→ **Problems and tasks**:
(1) In the passage about Tocumen airport, what is the expected development cost of the new monorail?
(2) In the passage about Tocumen airport, turn the paragraph beginning "The rail station for a new Line 2" into a short bulleted list that keeps its main facts.
(3) Write the next part of the passage about Tocumen airport, following on from its last sentence.

The airport would almost certainly be looking for private developers to contribute the bulk of the expense of the new monorail, which is expected to cost around $60 million to develop.
The rail station for a new Line 2 of the Panama Metro is currently being built by state-owned El Metro de Panama SA. Line 1 opened last year and is described as a metropolitan rapid rail system that links Los Andes County with downtown Panama City via 13 stations and 8.5 miles of track.
First mooted on 2004, the airport is now keen to revive Tocumen’s airport city plans and, according to Fidanque, at least three companies are interested in the project.
A hotel, convention centre and a hospital were formerly discussed for a 325 hectare site bought from the University of Panama and the airport is refusing to rule them out this time around as it prepares to finalise the master plan for its deveopment.
“There are a lot of companies that want to be near to the airport and develop facilities such as hotels, conference centres, offices and logistics centres for aviation related activity,” says Fidanque.
Unlike last time around, Tocumen instead of private developers is the driving force behind the devlopment of the airport city project, which Fidanque believes is the logical next step in the gateway’s evolution.
He reveals that the airport expects to announce the company chosen to develop the master plan for the airport city project any day now.
Tocumen is located around 35 kilometres from downtown Panama City, which typically takes around 25 to 30 minutes by road.

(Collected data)
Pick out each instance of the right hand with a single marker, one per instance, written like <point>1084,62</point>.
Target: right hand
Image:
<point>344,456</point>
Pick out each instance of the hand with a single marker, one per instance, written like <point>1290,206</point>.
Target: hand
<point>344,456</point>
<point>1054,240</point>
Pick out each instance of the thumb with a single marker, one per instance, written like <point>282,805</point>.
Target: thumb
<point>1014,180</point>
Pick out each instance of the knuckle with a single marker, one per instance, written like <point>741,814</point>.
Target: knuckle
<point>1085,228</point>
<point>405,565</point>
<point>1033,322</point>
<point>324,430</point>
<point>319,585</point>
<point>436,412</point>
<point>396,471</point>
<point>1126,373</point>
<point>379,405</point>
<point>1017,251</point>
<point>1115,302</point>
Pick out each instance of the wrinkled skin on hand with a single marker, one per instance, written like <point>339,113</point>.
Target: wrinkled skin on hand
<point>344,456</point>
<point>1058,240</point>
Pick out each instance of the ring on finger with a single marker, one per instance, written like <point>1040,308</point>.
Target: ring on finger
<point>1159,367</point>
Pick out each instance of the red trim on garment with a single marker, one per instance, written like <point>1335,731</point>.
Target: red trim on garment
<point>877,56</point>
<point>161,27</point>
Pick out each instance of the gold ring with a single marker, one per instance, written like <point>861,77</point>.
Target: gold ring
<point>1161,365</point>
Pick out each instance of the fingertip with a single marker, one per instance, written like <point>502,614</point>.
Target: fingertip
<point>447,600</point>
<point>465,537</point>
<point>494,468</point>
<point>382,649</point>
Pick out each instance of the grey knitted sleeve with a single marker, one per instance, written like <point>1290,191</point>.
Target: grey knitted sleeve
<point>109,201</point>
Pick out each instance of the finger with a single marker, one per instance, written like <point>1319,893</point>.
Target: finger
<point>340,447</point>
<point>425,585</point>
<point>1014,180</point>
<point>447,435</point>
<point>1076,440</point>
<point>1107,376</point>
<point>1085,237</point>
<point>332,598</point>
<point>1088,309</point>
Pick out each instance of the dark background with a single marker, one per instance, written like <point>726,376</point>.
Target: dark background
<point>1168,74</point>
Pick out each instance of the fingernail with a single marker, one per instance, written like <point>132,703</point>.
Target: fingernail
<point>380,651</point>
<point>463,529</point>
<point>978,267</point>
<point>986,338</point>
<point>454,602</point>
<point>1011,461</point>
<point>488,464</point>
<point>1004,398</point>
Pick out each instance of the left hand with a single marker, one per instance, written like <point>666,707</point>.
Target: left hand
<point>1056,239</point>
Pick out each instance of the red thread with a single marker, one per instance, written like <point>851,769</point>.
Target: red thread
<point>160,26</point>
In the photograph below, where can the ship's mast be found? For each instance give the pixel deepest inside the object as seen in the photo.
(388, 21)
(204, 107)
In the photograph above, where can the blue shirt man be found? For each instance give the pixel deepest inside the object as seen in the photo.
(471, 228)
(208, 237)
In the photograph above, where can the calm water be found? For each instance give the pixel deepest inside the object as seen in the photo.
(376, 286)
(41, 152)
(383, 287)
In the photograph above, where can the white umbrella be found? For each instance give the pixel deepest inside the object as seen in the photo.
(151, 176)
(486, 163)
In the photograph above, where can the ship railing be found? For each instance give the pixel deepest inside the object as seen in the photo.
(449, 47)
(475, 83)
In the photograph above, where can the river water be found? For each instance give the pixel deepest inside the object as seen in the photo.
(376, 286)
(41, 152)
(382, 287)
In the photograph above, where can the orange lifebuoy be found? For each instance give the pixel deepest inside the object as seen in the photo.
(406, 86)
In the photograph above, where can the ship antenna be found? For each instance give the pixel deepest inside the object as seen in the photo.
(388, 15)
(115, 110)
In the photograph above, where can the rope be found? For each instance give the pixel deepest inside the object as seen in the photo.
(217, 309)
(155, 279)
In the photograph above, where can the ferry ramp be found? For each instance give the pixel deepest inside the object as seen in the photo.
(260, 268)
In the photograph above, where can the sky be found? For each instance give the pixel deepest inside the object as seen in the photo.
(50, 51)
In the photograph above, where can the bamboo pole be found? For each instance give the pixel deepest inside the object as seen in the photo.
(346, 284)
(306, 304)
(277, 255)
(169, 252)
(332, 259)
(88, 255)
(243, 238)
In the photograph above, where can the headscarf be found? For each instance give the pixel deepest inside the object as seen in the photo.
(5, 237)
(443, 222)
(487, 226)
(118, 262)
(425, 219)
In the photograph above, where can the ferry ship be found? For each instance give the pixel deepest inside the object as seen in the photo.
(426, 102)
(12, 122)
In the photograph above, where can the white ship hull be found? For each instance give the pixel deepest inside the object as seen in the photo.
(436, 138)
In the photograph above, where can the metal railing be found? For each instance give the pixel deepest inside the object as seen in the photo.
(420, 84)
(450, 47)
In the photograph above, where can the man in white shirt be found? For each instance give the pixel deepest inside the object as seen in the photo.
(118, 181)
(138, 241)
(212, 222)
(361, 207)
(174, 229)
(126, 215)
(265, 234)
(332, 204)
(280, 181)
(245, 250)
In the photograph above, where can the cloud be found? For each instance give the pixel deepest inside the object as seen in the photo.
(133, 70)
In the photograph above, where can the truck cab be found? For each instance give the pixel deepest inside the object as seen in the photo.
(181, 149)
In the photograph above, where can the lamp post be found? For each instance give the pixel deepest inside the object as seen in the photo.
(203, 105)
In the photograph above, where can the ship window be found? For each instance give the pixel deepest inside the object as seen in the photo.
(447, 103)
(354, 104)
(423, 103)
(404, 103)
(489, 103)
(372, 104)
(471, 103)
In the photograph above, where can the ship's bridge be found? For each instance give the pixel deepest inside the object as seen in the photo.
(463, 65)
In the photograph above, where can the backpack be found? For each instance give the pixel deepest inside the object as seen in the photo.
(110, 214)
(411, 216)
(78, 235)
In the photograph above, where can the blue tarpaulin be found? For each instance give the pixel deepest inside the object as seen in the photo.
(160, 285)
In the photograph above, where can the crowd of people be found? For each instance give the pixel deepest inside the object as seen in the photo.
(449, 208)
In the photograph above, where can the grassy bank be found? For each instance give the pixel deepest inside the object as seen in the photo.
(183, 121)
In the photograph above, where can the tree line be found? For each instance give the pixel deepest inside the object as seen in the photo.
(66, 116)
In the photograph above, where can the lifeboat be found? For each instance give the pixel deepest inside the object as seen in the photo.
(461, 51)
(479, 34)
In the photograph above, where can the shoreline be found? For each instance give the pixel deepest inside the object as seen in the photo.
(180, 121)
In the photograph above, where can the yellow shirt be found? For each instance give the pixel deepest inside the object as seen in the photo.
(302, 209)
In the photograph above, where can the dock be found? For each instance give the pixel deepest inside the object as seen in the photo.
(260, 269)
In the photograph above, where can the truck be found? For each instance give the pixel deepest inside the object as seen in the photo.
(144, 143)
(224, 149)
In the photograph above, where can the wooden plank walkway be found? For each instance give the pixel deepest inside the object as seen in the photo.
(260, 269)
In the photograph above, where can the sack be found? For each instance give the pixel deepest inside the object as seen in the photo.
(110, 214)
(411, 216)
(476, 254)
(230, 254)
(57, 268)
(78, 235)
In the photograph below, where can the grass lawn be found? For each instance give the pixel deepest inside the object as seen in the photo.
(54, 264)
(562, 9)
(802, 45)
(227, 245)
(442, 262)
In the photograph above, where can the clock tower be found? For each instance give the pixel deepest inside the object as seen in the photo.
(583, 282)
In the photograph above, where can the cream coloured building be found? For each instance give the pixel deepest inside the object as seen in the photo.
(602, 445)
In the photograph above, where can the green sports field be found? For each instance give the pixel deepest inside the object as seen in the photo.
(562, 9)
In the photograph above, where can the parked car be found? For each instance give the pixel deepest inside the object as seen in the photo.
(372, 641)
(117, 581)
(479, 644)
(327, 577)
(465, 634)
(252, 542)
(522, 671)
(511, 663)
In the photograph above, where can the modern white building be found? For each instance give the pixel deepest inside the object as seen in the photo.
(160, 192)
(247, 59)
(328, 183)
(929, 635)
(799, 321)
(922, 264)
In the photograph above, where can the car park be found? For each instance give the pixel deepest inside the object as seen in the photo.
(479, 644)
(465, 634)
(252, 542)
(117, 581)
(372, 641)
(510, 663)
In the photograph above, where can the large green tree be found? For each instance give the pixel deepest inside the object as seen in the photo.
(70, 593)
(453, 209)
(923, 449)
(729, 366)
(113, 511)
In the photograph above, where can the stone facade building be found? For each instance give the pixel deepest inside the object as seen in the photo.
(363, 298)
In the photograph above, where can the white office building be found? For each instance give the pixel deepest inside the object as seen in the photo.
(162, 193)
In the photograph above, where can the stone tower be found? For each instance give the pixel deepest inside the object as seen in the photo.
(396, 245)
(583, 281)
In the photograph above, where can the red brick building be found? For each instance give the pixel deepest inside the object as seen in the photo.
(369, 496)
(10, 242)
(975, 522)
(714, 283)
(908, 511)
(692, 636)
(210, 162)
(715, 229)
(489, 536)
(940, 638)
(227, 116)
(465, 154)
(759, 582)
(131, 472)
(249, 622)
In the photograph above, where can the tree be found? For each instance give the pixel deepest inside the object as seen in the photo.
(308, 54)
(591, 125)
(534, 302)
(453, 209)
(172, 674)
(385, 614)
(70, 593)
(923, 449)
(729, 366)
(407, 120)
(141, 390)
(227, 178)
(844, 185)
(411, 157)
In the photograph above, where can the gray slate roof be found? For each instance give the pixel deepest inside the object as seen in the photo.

→ **Responses per task**:
(1) Around $60 million.

(2)
- State-owned El Metro de Panama SA is building the rail station for the Panama Metro's new Line 2.
- Line 1 opened last year.
- Line 1 is a metropolitan rapid rail system linking Los Andes County with downtown Panama City.
- It has 13 stations and 8.5 miles of track.

(3)
He describes 2014 as a good year for the airport based on solid traffic growth of 9.6% that saw passenger numbers through Tocumen swell to a record 12.8 million.
Fidanque attributes the impressive upturn to a number of factors, the biggest without doubt being the continued expansion of Tocumen’s route network by home carrier Copa Airlines and new entrants such as TAP Portugal (Bogota–Tocumen) and Air France, which currently operates five weekly flights between Panama City and its Paris hub.
United Airlines also launched a new Denver service in December 2014 and the news routes have continued coming this year with Copa already adding New Orleans and announcing plans to launch services to the Mexican cities of Villahermosa and Puebla in August and San Francisco, the airport’s 14th non-stop US destination, in September.
He says that the Air France route has proved so successful that he expects the carrier to up frequency from five to seven weekly flights later this year.
The airport’s fast growing route network means that 81 global destinations are currently served from Tocumen, with the figure rising to at least 83 by the year-end.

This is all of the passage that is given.